BSB’s National Discus Champion

Written by Bonny and Laura , the BSB Reporters

Over the summer, Alexandra, BSB Year 13 student, had been taking part in numerous discus competitions. We decided to interview her to find out more about her success.



What competitions have you been taking part in during the summer?

Over the summer, I have taken part in two open championships – one under the junior category and one in the senior. The two were only really held for us to see what level we were at after the quarantine period. More importantly, I competed in the Under 18s, Under 20s, and Under 23 National Championships, Senior National Championships, and the International Romanian Championships.

I have to admit, I wasn’t at my best for the first two competitions, but for my National Competition (U18) I threw a personal best of 44 metres! There have been several ups and downs during the season. Usually, I’ll either have a really good competition where I throw really far, or I’ll have a terrible one where I’m in tears afterwards – there’s not much in between.

It was planned for me to compete in Rieti for the U18 European Championships and at the U18 Balkan Championships in Serbia, but I couldn’t make it, all thanks to ’Miss ‘Rona‘ (also known as the coronavirus). It was really frustrating because I was excited to compete internationally, but alas, it gave me motivation to prove myself at the Nationals.

Overall, I ended the season with a personal best, and some really impressive throws in later competitions.

How did you prepare before breaking your personal record? How did that achievement make you feel?


I felt relieved because I had worked so hard, even during lockdown. So, I was beyond words to see that it was all paying off. Also, knowing I can throw 44 meters is quite a motivation for the future.

Before competitions, I’m usually extremely nervous. I try to keep to myself and try visualising what I want the outcome of the competition to be. It does get hard, though. For example, at one point, I was leading the competition with my first four throws (at 39 metres), but when one of the competitors threw 41 metres, I got worried. For my last throw, I literally told her off in my head. ”Excuse me, I’m not going to let you win. This is my gold medal, you know”. I knew I had to throw far, and so I did. I couldn’t tell you exactly how, though. Everyone keeps on asking me how, but I really don’t know!

Do you think it was the stress that drove you to perform really well?

Yes, I think I work really well under pressure. That throw was going to be my last one. It was my last chance to win so I knew I had to make it count.

We know that you train multiple times per week after school. How do you balance your academics with such a competitive level of sport?

Honestly, I use my study periods very wisely. After school, I’ll train and get really tired later on. So, I just use my study periods to study and my weekends for homework.

In the beginning, I trained just three times a week — Mondays, Wednesdays and Fridays, but recently I’ve started training every day after School…and on Saturdays too. The sessions typically last two and a half hours, but they may extend to three if my coach is feeling particularly nice. During these times, I alternate between throwing discus, throwing shot put, weight training, sprinting, and jumping.

How is your relationship with your team?

• • • •

Explore the material:
1) According to the discus interview, how long do Alexandra's training sessions usually last?
2) Continue the discus interview from the last line shown.

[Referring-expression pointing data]
• • • •

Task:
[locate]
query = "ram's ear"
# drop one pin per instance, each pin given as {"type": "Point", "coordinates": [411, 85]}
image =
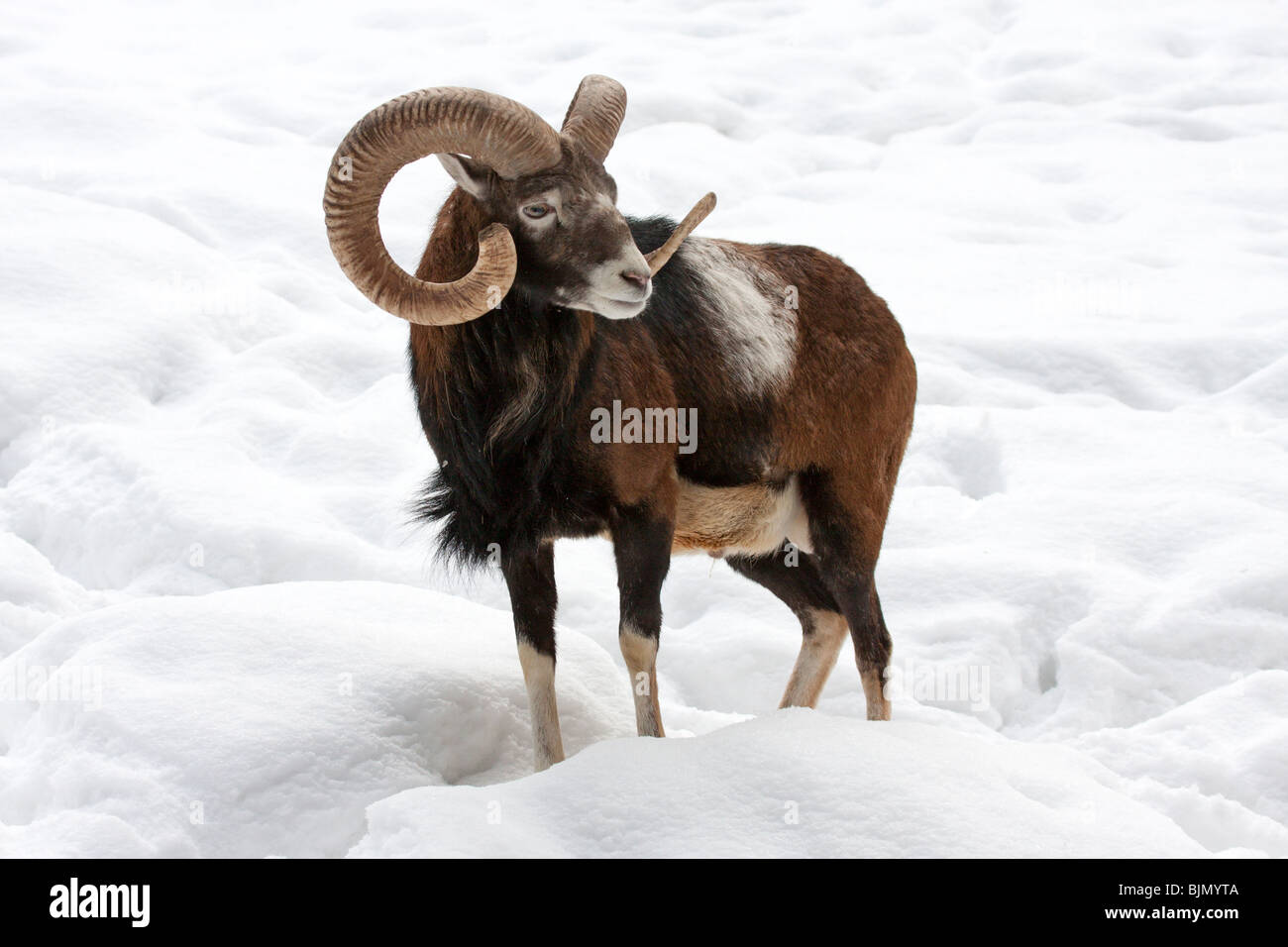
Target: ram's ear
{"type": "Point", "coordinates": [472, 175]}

• • • •

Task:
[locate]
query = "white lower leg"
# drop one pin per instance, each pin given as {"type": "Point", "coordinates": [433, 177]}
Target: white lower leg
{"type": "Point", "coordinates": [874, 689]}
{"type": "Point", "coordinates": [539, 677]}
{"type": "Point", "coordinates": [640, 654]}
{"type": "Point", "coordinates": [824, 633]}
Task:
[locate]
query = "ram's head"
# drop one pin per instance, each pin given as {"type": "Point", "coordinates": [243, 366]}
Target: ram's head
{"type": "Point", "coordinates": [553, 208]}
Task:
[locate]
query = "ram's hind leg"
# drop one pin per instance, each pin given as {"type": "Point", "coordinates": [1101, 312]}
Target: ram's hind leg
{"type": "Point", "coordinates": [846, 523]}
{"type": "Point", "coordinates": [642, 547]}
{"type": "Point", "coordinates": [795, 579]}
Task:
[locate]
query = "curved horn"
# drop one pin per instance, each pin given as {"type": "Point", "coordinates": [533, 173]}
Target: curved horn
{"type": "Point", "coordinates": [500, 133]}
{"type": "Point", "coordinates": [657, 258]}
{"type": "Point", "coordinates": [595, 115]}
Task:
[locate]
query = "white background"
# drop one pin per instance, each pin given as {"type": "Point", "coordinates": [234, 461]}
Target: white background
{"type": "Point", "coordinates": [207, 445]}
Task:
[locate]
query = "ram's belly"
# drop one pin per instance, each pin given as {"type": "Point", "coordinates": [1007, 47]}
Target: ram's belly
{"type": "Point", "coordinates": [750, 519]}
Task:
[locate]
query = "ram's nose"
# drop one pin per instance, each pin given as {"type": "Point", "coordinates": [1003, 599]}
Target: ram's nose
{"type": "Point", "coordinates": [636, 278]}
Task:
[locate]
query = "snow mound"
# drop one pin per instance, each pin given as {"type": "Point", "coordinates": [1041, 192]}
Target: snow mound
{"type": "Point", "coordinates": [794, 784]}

• • • •

Results of the exercise:
1) Two and a half hours, sometimes extending to three.

2)
We’re quite a small team so we’re really close to each other. We train together all the time and we get along really well, which motivates us. My coach has a house in Slănic, Prahova. We went to her house for the weekend and played card games, visited many places around the area, basically just had fun as a team. It was a great way of stepping away from the training atmosphere and getting to know each other better.

Does training with them make you more motivated than training alone? Does it create a competitive or nurturing environment?

Yes, for sure. This was really clear during the pandemic when I had to train alone at home, a thing for which I had very little determination for. When I’m training with my team, I’m more motivated as I’ll see them working hard and get inspired to do the same. It’s also much more fun and makes training more enjoyable since we’re all doing it together.

The atmosphere is mostly nurturing as we are all competing at different levels, and we are of different ages. For example, the girls and the boys throw at different weights so we can’t really compare with each other. But it is competitive in the sense that us girls train using the same weights, so when one person achieves a personal record, the rest of us feel pressured to do the same. At the end of the day, it’s always enjoyable training with my team.

Are you planning on continuing discus at university level? Perhaps even professionally in a national team?

Yes, I plan on doing it at university too. I’m applying to Loughborough which is my top university as it is one of the best sports universities. However, I still have no idea what I want to do after university, so for now, I’m taking everything one step at a time.

How did you get into discus? Tell us about your journey.

In the summer between Years 7 and 8, I was getting a bit chubby and my mum so nicely describes it as ‘I was always in the fridge’. She made me start doing general athletics at Iolanda Balas Stadion near Arcul de Triumf. One day, my current coaches Nicoleta and Costel Grasu saw me and decided I should try out for discus. I was pretty hopeless at first, but they believed in me. That’s how I joined them and my club Dinamo.

You started when you were about 13. What has kept you going after all these years?

My mum. At the beginning, I was a little into it but now I really enjoy it and it’s become a part of my life and of who I am as an individual.